# WORK TO COMPLETE
Reproduce precisely the lines between the start of the data below and the line with "Segment each instance", both included.

# INPUT DATA
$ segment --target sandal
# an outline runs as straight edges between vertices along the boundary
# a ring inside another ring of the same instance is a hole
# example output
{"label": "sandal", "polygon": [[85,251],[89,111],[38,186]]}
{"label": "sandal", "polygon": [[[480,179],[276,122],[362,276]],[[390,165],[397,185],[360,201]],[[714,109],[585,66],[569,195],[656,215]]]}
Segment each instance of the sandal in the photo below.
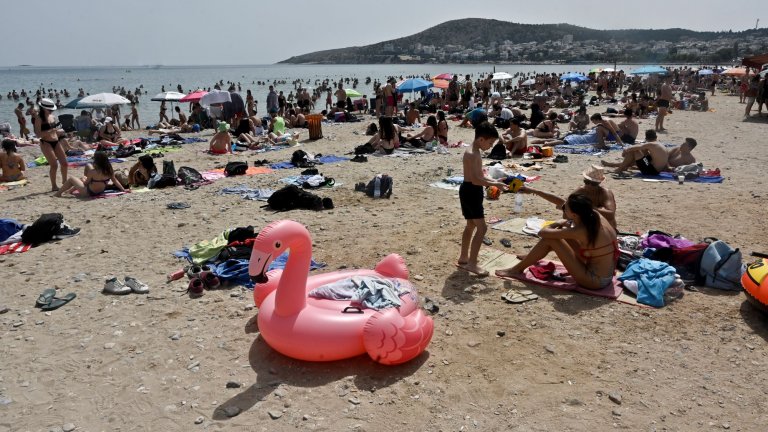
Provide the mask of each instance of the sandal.
{"label": "sandal", "polygon": [[42,293],[40,293],[40,296],[37,298],[37,301],[35,302],[35,307],[43,307],[47,304],[51,303],[51,300],[56,296],[56,289],[55,288],[46,288],[43,290]]}
{"label": "sandal", "polygon": [[189,281],[186,292],[189,293],[190,297],[200,297],[205,292],[205,284],[203,284],[200,278],[196,277]]}
{"label": "sandal", "polygon": [[200,273],[200,280],[203,282],[203,285],[205,285],[205,288],[208,289],[216,289],[221,285],[221,281],[219,281],[219,278],[216,277],[212,271],[204,271]]}
{"label": "sandal", "polygon": [[504,246],[504,247],[512,247],[512,242],[509,241],[509,239],[507,239],[507,238],[501,239],[499,241],[499,243],[501,243],[501,245]]}
{"label": "sandal", "polygon": [[531,290],[511,289],[506,293],[502,294],[501,298],[507,303],[520,304],[520,303],[525,303],[531,300],[536,300],[539,298],[539,296],[534,294],[533,291]]}
{"label": "sandal", "polygon": [[43,305],[40,309],[44,311],[52,311],[52,310],[58,309],[64,306],[65,304],[71,302],[72,300],[74,300],[75,297],[77,297],[77,294],[75,293],[69,293],[61,298],[54,297],[50,303],[48,303],[47,305]]}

# YOUR SOLUTION
$ segment --target sandal
# an outline runs as straight edges between vertices along the boundary
# a ring inside another ring of the same instance is a hole
# example output
{"label": "sandal", "polygon": [[85,251],[89,111],[38,186]]}
{"label": "sandal", "polygon": [[[480,179],[276,122],[362,276]],[[390,165],[397,185],[360,201]],[[714,109],[585,66],[569,195],[656,215]]]}
Segment each instance of the sandal in the photo below.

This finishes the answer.